(Beginning of Text excerpt)
Thousands of decaying barrels off Los Angeles coast may contain radioactive waste: report
Thousands of decaying barrels littering the seafloor off the Los Angeles coast may contain radioactive waste, according to an alarming new study.
Researchers at UC Santa Barbara initially thought the barrels contained the toxic pesticide Dichlorodiphenyltrichloroethane — but new findings suggest they could be carrying tritium and carbon-1, according to a study published Wednesday in Environmental Science & Technology.
“This is a classic situation of bad versus worse. It’s bad we have potential low-level radioactive waste just sitting there on the seafloor. It’s worse that we have DDT compounds spread across a wide area of the seafloor at concerning concentrations,” research team leader David Valentine told the Los Angeles Times.
“The question we grapple with now is how bad and how much worse.”
According to scientists, it was once standard for hospitals, labs and other industrial operations to ditch barrels of toxic chemicals and radioactive waste into the ocean dating as far back as the 1940s.
Companies needed permits to carry out the task, and were only permitted to do so in designated areas as far back as 150 miles off-shore.
The total number of barrels possibly leaking radioactive chemicals into the ocean is still a mystery — but one map from the International Atomic Energy Agency indicated that “more than 56,000 barrels of radioactive waste had been dumped into the Pacific Ocean on the U.S. side” just between 1945 and 1970.
Some of the reported isotopes — such as tritium — would have decayed over the last several decades, but scientists are still unsure what other hazardous material could have been secretly dumped.
(End of Text excerpt)
(Beginning of Study material)
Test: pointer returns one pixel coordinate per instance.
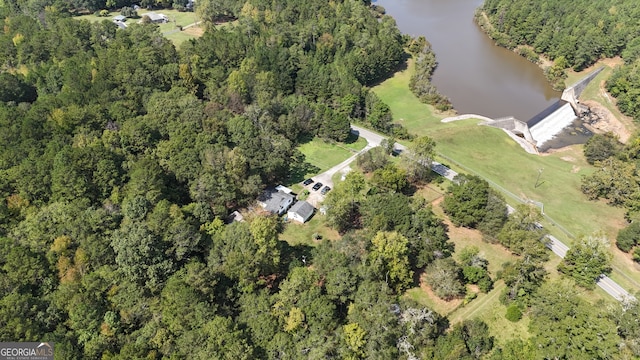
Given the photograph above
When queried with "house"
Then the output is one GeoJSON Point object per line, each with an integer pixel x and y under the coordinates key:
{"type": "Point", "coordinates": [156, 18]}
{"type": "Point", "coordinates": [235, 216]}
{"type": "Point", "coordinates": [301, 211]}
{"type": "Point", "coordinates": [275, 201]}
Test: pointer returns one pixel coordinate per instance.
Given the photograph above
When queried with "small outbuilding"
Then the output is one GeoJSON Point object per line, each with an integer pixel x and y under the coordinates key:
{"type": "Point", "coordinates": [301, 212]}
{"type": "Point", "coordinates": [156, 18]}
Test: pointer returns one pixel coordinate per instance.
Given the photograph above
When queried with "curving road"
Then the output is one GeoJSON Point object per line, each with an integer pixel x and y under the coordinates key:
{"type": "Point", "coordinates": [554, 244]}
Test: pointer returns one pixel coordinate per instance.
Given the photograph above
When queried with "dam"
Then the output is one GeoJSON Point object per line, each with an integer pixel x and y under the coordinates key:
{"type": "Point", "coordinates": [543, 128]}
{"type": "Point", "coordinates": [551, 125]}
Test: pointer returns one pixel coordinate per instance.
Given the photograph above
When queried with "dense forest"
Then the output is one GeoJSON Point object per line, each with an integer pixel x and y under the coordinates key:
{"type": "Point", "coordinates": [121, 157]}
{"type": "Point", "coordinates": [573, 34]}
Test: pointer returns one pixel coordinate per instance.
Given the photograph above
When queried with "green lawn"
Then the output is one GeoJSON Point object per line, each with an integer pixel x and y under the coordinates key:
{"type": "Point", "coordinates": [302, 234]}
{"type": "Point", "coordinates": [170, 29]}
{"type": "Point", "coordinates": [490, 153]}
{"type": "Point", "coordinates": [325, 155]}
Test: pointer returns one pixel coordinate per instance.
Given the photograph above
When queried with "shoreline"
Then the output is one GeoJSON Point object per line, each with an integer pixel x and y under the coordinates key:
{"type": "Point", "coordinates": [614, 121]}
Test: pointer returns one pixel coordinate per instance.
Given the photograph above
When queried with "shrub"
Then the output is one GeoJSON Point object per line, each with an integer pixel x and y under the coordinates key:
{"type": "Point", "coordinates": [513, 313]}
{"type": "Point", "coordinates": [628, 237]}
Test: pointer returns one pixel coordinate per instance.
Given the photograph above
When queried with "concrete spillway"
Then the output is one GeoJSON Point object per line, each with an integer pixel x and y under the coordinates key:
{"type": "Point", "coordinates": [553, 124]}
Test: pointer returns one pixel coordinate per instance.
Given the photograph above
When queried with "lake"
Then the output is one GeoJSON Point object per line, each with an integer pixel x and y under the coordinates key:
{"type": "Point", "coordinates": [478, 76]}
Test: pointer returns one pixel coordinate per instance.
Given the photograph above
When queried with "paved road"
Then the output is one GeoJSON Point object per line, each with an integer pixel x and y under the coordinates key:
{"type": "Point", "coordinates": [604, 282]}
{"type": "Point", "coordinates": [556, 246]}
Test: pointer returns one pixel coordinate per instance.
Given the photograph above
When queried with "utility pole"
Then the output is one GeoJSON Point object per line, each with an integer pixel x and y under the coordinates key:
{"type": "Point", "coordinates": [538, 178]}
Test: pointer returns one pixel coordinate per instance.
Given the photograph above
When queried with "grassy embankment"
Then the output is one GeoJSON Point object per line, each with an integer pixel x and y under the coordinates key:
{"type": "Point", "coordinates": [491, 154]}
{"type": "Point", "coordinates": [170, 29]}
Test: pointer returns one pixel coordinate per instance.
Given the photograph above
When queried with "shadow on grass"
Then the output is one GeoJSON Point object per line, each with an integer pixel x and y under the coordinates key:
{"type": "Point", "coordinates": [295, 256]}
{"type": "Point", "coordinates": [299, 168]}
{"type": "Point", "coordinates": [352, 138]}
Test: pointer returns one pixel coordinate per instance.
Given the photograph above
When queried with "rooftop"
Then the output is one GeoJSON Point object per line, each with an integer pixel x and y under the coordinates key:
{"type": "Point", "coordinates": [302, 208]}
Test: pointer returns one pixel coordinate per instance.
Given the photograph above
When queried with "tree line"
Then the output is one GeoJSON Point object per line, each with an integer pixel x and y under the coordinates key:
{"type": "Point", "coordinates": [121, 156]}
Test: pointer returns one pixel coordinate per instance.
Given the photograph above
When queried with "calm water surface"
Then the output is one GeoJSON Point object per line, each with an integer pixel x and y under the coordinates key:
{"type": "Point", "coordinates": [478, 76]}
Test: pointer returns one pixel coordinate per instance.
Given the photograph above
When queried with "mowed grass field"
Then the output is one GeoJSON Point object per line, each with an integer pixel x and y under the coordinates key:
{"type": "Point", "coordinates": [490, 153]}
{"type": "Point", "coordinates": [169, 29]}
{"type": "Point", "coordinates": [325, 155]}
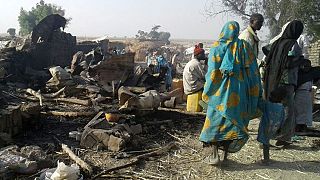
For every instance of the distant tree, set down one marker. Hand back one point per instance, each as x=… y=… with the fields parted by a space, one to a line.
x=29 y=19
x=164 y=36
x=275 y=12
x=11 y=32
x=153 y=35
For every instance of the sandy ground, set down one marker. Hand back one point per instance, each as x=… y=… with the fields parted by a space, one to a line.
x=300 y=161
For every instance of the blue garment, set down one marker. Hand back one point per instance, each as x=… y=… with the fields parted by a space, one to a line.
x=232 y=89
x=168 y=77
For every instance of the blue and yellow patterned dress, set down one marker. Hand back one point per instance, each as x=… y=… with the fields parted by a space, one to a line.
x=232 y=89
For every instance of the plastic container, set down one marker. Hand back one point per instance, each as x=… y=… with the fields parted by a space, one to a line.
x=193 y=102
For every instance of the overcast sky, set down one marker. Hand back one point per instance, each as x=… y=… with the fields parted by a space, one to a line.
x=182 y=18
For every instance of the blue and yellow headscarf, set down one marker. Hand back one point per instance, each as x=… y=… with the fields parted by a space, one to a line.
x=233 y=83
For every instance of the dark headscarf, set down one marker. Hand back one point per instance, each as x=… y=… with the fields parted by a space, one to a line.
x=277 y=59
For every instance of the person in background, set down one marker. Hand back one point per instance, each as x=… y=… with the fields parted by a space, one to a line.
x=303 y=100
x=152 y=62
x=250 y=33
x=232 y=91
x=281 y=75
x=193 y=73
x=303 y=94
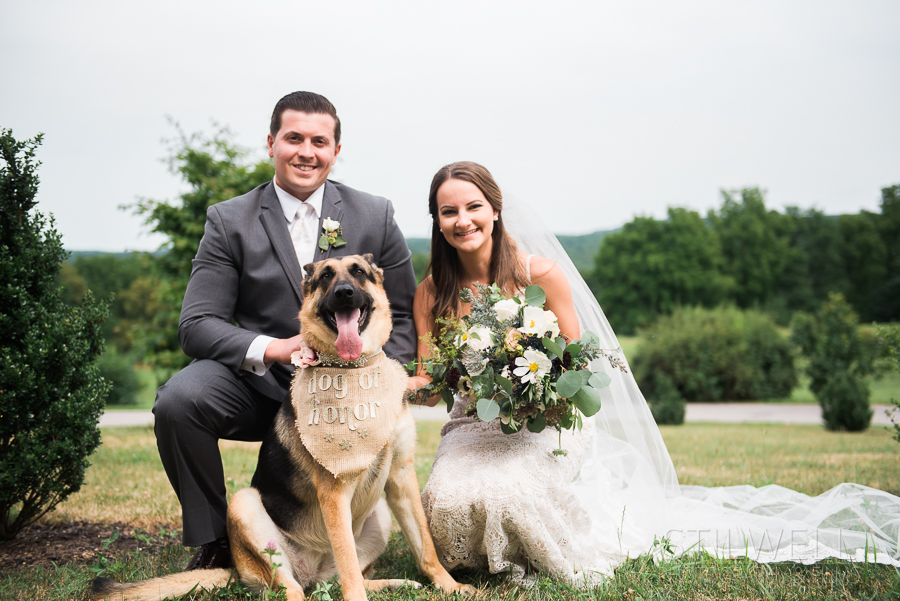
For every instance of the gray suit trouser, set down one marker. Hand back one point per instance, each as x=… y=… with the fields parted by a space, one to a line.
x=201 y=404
(End of Study material)
(Beginning of Study material)
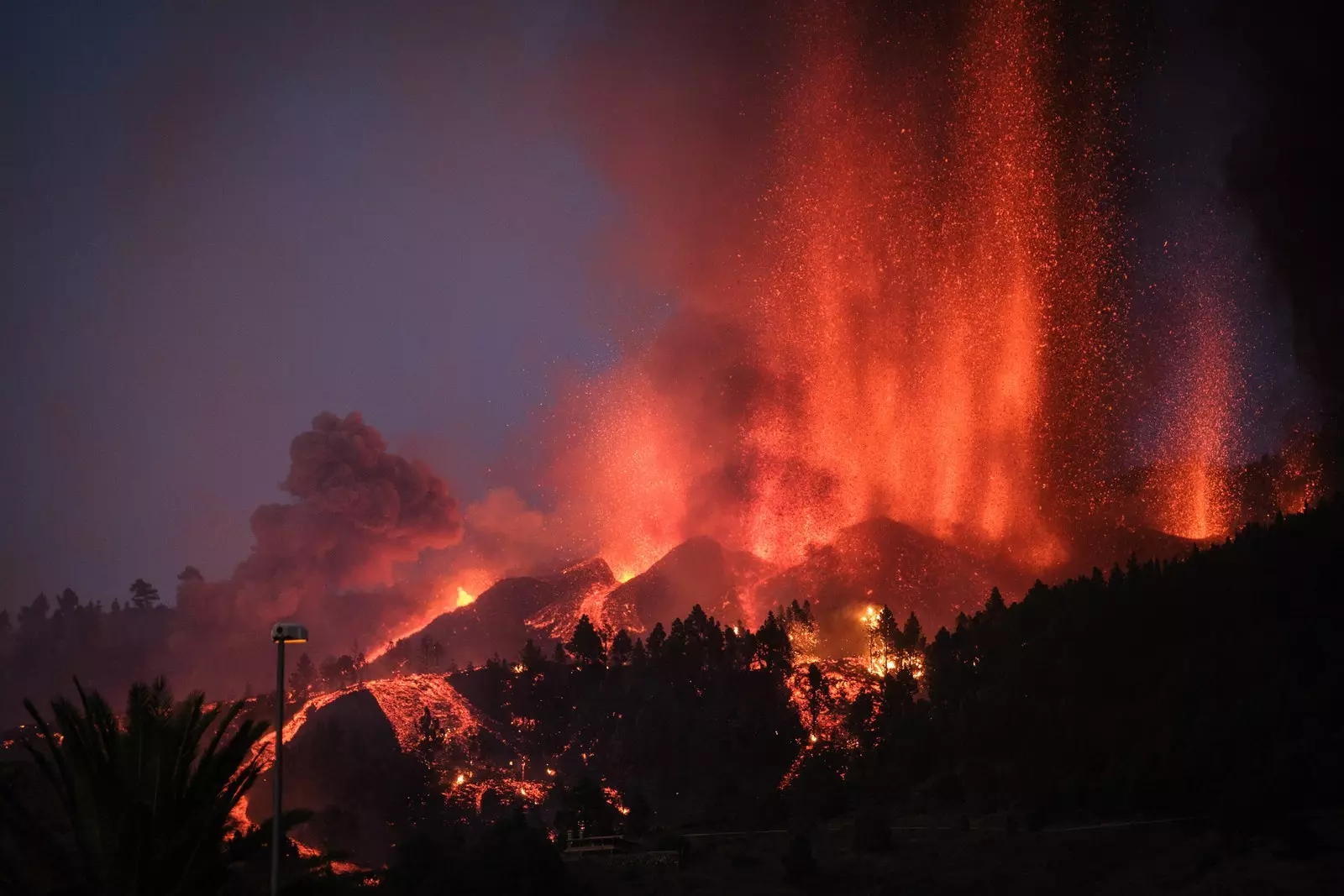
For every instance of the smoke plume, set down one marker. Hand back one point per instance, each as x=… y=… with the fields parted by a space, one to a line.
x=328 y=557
(End of Study material)
Action item: From the article above about the barrels off the Los Angeles coast, list every university, agency, or publication it names.

Answer:
UC Santa Barbara
Environmental Science & Technology
Los Angeles Times
International Atomic Energy Agency